# Stated exercise
Count the lines in the records below that contain the word "foreground", and reply with the number only.

# Recorded data

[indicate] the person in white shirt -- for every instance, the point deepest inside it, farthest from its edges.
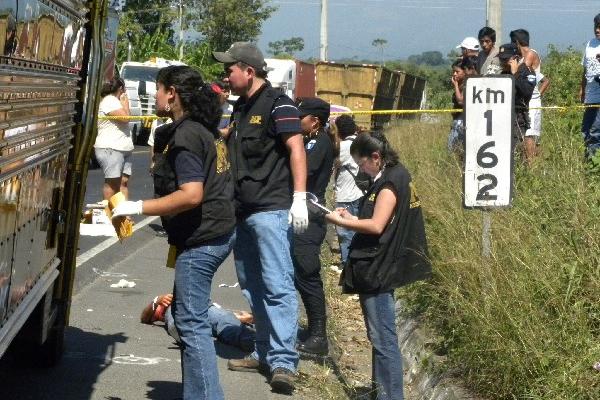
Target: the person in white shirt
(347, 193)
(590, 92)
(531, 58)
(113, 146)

==

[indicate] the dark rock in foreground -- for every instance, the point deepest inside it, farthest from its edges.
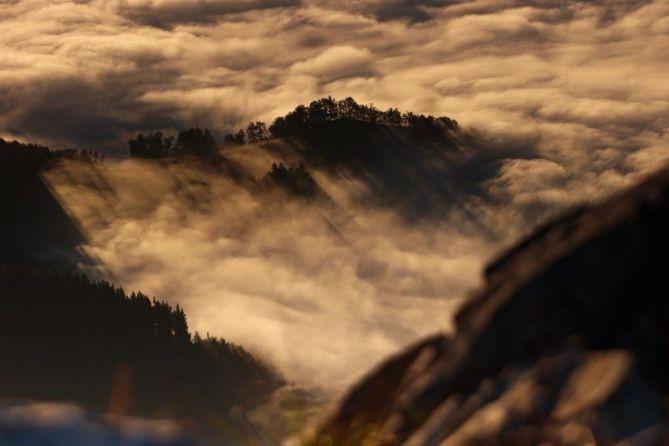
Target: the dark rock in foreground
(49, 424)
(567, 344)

---

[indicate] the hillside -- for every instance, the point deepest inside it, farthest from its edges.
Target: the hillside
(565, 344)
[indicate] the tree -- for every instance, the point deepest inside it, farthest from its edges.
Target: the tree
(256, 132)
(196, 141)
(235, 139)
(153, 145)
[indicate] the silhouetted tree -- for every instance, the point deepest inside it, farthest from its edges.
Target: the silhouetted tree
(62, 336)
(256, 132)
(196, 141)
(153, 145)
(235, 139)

# Finished task
2